• **Information supplied**
______
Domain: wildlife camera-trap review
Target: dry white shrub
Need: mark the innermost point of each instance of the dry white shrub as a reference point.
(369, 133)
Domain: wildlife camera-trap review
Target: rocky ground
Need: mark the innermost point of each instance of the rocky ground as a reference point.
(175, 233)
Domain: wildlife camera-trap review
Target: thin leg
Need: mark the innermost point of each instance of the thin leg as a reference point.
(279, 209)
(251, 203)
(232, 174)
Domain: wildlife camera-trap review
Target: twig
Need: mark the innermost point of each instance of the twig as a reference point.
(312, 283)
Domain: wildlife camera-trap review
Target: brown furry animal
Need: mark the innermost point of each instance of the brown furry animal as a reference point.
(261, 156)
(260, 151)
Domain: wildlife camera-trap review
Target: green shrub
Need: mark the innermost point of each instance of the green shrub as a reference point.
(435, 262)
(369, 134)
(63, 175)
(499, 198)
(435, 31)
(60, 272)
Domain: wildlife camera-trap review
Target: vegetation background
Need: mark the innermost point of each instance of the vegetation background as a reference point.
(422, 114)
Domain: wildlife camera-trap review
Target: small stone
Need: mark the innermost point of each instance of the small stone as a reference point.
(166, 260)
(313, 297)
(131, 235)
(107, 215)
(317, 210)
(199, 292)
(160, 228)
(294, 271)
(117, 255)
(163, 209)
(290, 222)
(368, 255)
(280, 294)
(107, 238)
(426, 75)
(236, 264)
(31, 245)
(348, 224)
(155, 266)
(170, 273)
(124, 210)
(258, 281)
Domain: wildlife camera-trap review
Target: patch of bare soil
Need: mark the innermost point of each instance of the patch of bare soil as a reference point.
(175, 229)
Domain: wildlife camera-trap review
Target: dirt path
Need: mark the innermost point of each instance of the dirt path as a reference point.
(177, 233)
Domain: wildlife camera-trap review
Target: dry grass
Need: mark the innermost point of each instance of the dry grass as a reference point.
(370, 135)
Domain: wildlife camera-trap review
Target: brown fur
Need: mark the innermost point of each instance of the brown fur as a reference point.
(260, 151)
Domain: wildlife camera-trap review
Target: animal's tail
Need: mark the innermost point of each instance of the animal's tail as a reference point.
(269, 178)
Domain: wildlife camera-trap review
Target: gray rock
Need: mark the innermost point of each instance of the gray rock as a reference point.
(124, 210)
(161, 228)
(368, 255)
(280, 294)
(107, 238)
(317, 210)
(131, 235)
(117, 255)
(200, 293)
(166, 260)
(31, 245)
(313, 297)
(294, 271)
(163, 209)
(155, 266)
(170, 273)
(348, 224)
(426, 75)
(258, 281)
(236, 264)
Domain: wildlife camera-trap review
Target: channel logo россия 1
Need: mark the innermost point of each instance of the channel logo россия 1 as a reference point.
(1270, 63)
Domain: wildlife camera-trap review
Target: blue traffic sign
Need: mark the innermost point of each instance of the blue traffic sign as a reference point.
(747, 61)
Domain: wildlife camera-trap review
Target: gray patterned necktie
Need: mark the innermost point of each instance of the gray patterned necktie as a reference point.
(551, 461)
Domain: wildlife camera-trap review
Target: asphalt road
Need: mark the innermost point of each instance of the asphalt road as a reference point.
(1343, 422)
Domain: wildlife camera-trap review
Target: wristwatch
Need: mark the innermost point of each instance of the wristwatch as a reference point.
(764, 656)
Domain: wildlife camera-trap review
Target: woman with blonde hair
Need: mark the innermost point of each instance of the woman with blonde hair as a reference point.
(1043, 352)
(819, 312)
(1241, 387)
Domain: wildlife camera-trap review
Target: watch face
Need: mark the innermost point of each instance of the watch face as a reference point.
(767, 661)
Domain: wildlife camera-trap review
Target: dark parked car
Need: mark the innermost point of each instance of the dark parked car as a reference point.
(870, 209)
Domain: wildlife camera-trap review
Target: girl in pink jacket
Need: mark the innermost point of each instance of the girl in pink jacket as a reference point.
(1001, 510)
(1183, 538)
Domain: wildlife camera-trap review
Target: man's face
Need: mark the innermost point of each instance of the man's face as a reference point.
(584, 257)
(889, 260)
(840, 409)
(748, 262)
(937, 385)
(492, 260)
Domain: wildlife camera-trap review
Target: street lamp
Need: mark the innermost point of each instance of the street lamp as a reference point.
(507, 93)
______
• **The task**
Retype the whole listing, matching it exactly.

• **Right answer**
Domain: wildlife camera-trap review
Target: dry white shrub
Need: mark the innermost point of each instance of the dry white shrub as a reference point.
(369, 133)
Domain: wildlife camera-trap review
Target: rocky ground
Need: mark the innermost point of each instance of the rocky ground as a reference point.
(175, 233)
Domain: wildlife camera-trap review
Target: thin leg
Need: mark the innermost point of each instance of the thin leg as a reference point.
(279, 209)
(251, 203)
(232, 174)
Domain: wildlife camera-trap review
Target: twig
Need: mark the innermost point of each instance of the twig as a reference point.
(312, 283)
Domain: wildlife camera-trap review
Target: brown furry animal
Need: mark the innermost point of each instance of the brown furry animal as a reference point.
(261, 156)
(260, 151)
Domain: wildlife camera-trap review
Target: green shrub
Need: mark the innermost point of each instance of the green shrub as a reference point.
(435, 262)
(369, 134)
(63, 175)
(499, 198)
(435, 31)
(60, 272)
Domain: wildlife camera-trap review
Target: vegetation background
Need: mark the innermost point of each instance of the vegetation background as a reference point.
(422, 114)
Domain: wildlife camera-trap review
Target: small stone
Need: mark the innermost point of each instance of the small stone as a reference point.
(166, 260)
(313, 297)
(131, 235)
(107, 215)
(317, 210)
(199, 292)
(160, 228)
(294, 271)
(117, 255)
(163, 209)
(290, 222)
(368, 255)
(280, 294)
(107, 238)
(426, 75)
(236, 264)
(31, 245)
(348, 224)
(155, 266)
(170, 273)
(124, 210)
(258, 281)
Domain: wildlife camera-trap review
Target: patch of bare soil
Need: mark the innermost point of each instance of the patch of bare soil as a reference point.
(175, 229)
Domain: wildlife camera-trap review
Target: dirt path
Need: mark the innermost point of each instance of the dirt path as a reference point.
(177, 233)
Domain: wildlife camera-trap review
Target: dry grass
Need: mark the innermost point of each instance of the dry grass as a reference point.
(370, 135)
Domain: wildlife camera-trap review
Target: brown fur
Need: mark the innermost point of each instance of the brown fur as a reference point.
(260, 151)
Domain: wildlife camera-trap review
Target: animal's tail
Need: mark the innermost point of each instance of the animal's tail as a reference point.
(269, 178)
Domain: wildlife camera-trap review
Target: gray rock
Need: mark the innermost point of each instance of the gray rock as a reference point.
(124, 210)
(161, 228)
(368, 255)
(280, 294)
(107, 238)
(317, 210)
(131, 235)
(117, 255)
(200, 293)
(166, 260)
(31, 245)
(313, 297)
(294, 271)
(163, 209)
(155, 266)
(170, 273)
(348, 224)
(426, 75)
(258, 281)
(236, 264)
Domain: wildlife camera-trap review
Target: channel logo россия 1
Need: mark the innermost point of each instance of the channel logo россия 1 as a reference point.
(1270, 63)
Domain: wildlife camera-trap review
Target: blue traffic sign
Need: mark the innermost point of each instance of the blue traffic sign as a reference point.
(747, 61)
Domain: wildlife camera-trap review
Target: gray patterned necktie
Need: mark the innermost point of each instance of the gray patterned necktie as a reference point.
(551, 461)
Domain: wildlife camera-trap review
Target: asphalt road
Need: mark the innermost point of each instance of the asphalt road as a reference point.
(1343, 422)
Domain: wildlife camera-trap review
Target: wristwatch
Need: mark the innermost point of each instance of the wristwatch as a reference point.
(764, 656)
Domain: wildlife camera-trap review
Target: woman with blonde hair
Need: mark the innermost point of each instance of the woman with blonde hair as a reference point.
(1043, 352)
(819, 312)
(1241, 387)
Domain: wildlife camera-trap review
Target: watch face
Need: mark the innermost point of each instance of the watch face as a reference point.
(767, 661)
Domain: wildlife camera-trap review
Target: dark parked car
Need: mark the innermost point of each instance of the dark parked car as a reference point.
(870, 209)
Domain: wildlife camera-trap review
Target: girl in pink jacket
Need: mark the innermost point of each instance of the girl in pink jacket as a reference point.
(1001, 510)
(1183, 538)
Domain: wildlife camera-trap review
Target: man's face
Need: mark the innermost point of each instance of the man's face as a reference point.
(584, 257)
(889, 260)
(840, 409)
(748, 262)
(937, 385)
(492, 260)
Domain: wildlife camera-trap review
Target: street lamp
Need: mark the innermost point of each instance of the street lamp as a reference point.
(507, 93)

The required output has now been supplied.